How to complete this task →
Where a line in the records below contains the string "wooden", tally it; give only the final number.

Source information →
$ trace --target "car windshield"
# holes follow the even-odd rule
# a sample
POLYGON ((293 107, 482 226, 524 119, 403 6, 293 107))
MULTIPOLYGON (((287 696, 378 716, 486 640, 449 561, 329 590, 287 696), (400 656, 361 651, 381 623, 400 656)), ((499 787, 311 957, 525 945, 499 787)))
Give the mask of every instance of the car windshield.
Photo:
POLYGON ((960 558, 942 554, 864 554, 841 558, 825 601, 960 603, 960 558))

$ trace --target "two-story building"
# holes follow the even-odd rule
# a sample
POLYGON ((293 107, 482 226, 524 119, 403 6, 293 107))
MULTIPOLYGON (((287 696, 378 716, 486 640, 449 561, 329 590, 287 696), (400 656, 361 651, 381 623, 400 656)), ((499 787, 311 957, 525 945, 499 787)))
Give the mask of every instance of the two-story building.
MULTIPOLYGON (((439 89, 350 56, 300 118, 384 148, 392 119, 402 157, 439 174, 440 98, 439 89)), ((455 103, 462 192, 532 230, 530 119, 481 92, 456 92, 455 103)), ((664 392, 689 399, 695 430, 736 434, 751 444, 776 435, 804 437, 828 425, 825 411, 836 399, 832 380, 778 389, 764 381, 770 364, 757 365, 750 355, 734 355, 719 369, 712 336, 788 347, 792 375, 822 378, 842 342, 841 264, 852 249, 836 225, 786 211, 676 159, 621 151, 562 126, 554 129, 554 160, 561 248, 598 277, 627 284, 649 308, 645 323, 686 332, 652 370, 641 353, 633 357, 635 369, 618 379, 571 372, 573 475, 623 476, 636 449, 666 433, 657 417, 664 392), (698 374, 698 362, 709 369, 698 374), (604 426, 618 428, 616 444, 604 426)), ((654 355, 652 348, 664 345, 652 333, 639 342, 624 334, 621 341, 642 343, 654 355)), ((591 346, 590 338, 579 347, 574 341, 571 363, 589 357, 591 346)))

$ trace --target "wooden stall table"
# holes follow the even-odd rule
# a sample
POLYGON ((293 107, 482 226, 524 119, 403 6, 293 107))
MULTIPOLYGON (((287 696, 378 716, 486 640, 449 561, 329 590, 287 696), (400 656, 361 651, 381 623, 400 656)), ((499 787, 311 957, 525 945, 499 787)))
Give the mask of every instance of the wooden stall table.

Answer section →
2